((

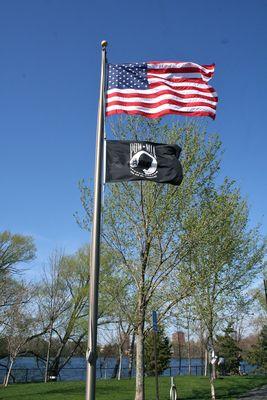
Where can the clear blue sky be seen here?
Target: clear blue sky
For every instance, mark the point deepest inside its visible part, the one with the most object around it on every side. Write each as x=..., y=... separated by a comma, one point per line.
x=49, y=84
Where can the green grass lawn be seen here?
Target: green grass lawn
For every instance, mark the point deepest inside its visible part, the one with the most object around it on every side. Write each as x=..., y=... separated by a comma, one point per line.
x=196, y=388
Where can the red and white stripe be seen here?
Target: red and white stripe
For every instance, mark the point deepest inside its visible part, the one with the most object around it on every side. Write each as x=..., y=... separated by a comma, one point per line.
x=174, y=88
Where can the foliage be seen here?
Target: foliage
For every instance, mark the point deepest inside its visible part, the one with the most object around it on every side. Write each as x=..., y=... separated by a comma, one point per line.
x=14, y=249
x=258, y=353
x=227, y=347
x=163, y=347
x=188, y=388
x=173, y=241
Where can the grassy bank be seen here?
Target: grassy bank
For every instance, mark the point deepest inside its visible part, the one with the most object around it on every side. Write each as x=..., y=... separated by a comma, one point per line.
x=189, y=388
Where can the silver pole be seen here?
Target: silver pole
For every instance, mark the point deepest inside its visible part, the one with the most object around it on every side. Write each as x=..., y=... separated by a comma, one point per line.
x=95, y=243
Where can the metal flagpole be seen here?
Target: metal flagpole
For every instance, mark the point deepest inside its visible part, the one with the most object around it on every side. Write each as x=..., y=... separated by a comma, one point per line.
x=95, y=243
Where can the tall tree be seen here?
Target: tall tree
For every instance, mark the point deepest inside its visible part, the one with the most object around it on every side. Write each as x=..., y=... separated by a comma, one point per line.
x=146, y=223
x=163, y=348
x=258, y=353
x=227, y=259
x=227, y=347
x=14, y=249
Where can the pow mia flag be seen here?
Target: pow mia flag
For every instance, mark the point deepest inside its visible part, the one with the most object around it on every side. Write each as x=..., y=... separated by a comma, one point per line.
x=134, y=161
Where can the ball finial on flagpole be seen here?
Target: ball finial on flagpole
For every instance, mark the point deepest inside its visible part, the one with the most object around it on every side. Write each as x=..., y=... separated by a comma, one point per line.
x=104, y=44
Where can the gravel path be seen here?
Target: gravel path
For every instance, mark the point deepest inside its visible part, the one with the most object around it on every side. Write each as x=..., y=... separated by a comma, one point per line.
x=256, y=394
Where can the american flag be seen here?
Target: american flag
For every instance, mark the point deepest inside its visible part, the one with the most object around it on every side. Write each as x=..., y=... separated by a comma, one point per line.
x=155, y=89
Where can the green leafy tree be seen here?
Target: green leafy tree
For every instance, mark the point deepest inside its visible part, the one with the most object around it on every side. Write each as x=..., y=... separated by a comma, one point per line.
x=227, y=347
x=163, y=352
x=14, y=249
x=146, y=223
x=258, y=353
x=169, y=237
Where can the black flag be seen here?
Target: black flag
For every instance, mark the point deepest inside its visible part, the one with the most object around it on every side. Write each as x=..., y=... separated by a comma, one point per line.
x=134, y=161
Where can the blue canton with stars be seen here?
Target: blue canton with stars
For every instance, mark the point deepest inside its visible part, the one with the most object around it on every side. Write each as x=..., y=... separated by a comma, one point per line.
x=127, y=76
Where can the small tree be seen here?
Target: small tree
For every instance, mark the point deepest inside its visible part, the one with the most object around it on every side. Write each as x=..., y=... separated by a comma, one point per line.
x=228, y=349
x=163, y=352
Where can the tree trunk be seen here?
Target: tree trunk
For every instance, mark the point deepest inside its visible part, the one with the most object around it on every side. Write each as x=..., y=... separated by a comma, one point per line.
x=206, y=363
x=48, y=355
x=212, y=389
x=131, y=357
x=9, y=371
x=120, y=365
x=115, y=369
x=188, y=349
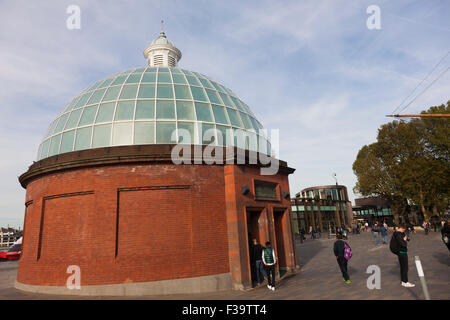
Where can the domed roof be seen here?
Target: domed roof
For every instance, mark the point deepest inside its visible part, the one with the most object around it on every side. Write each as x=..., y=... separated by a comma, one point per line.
x=145, y=106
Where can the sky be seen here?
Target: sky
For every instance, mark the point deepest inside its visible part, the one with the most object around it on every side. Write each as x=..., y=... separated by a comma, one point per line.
x=312, y=69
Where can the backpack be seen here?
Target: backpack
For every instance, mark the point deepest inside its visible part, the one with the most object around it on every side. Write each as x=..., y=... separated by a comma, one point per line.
x=393, y=245
x=347, y=251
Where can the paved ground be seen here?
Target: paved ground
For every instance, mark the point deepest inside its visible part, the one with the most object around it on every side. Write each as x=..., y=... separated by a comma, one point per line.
x=320, y=277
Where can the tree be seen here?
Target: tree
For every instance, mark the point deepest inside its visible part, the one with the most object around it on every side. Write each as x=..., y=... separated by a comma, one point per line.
x=409, y=162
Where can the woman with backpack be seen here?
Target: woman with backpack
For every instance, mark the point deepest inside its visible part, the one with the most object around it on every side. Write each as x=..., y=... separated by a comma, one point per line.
x=343, y=253
x=399, y=247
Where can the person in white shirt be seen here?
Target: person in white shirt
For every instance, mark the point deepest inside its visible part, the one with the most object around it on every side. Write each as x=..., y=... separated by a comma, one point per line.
x=269, y=260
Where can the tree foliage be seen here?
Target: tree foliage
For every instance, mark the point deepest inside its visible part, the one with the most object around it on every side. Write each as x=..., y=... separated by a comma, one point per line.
x=409, y=162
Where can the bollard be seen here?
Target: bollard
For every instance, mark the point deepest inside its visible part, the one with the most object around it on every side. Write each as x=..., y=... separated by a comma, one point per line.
x=422, y=278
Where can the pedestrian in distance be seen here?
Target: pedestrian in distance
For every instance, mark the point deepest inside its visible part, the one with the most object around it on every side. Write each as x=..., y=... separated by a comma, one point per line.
x=269, y=260
x=383, y=232
x=257, y=249
x=302, y=234
x=311, y=232
x=445, y=232
x=407, y=232
x=399, y=247
x=343, y=253
x=375, y=234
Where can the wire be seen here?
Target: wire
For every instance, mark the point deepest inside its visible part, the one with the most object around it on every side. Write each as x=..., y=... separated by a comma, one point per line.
x=423, y=80
x=440, y=75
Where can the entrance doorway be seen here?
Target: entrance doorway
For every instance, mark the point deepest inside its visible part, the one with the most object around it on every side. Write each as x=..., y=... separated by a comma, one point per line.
x=279, y=217
x=256, y=229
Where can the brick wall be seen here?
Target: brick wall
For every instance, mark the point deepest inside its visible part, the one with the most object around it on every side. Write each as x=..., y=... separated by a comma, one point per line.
x=164, y=232
x=146, y=222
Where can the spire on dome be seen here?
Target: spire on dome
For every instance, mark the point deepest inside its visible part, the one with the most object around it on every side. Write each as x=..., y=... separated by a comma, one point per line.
x=161, y=52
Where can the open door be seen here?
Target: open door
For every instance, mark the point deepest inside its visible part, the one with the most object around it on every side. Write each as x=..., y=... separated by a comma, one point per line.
x=279, y=217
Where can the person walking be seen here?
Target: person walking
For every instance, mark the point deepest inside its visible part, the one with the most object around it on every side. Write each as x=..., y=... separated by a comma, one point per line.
x=383, y=231
x=445, y=232
x=399, y=246
x=311, y=232
x=269, y=260
x=259, y=266
x=375, y=233
x=339, y=252
x=302, y=234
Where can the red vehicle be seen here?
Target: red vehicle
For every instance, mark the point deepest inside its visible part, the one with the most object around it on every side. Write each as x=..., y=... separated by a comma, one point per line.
x=13, y=252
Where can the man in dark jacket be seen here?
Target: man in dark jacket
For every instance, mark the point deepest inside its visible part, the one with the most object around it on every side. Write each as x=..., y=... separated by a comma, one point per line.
x=399, y=247
x=257, y=255
x=339, y=250
x=445, y=232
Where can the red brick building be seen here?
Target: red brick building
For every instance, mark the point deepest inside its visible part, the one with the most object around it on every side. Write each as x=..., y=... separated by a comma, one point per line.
x=106, y=196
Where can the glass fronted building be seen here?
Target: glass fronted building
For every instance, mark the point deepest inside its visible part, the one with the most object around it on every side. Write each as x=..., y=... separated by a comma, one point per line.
x=322, y=207
x=373, y=209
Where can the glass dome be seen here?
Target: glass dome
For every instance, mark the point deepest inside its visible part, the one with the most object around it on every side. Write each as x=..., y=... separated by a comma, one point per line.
x=145, y=106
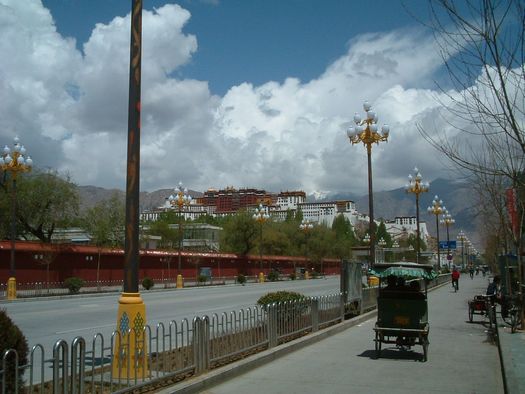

))

**Work to do:** Reproduce every line of the items from the line containing "Where can the spire on dome be seen here?" through the end of the items, both ends included, and scale each x and y coordinate in the answers by 2.1, rounding to whole numbers with halves rounded up. Leave the pictures out.

**Correct answer:**
Where can the spire on dome be seen here?
Target: spire on dome
For every instance, mark the point deepest inside its visible part, the one with the most object around it on every side. Write each as x=..., y=... separated by a comma, one point per line.
x=338, y=109
Where can the open door be seen here?
Target: open door
For every instance, mark the point deepest inside its visible part, the one with the most object around it on every side. Write each as x=..., y=... separated by a comma, one point per line.
x=586, y=456
Where can the person walking be seen here?
Target: person walking
For every instance, mark the point deepest inside its visible part, the one with the most object around it on every side. Write each as x=..., y=... separated by a comma, one point per line.
x=804, y=485
x=935, y=487
x=838, y=517
x=653, y=487
x=565, y=546
x=544, y=559
x=788, y=489
x=712, y=529
x=634, y=491
Where can the red vehicle be seen here?
Target: red vehicle
For every instance, mark the point deepest inside its visible part, the one with the most object around it on every side. Write each as x=..., y=... separated by a comma, one point per line.
x=27, y=529
Where can the man in dark jacket be seen here?
Target: man in dark jacket
For every instance, mark the point deepest inside its visible part, the one with the most object around it on every side. Write each as x=..., y=... separated by a comma, one point per line.
x=838, y=519
x=540, y=536
x=712, y=525
x=935, y=487
Where can the red brick building be seen here?
Target: red brick building
For every instance, mark the point deepest inside its visible part, the one with the most object around it on every side. Write each as x=..., y=... separated by a comma, one point per line.
x=223, y=412
Where can the glass fronted building be seen here?
Target: glass fronted building
For every instance, mark the point deepest inside its visible part, the one with the most object around it on every side. Write each as x=..., y=... separated by a comma, one point per line.
x=676, y=435
x=783, y=439
Where can the glass dome be seen here?
Target: glass dome
For every instance, mark the point deepest inside its visible part, the one with the most object around it on every side. Write each as x=..., y=... separated by a comma, one point per line.
x=305, y=223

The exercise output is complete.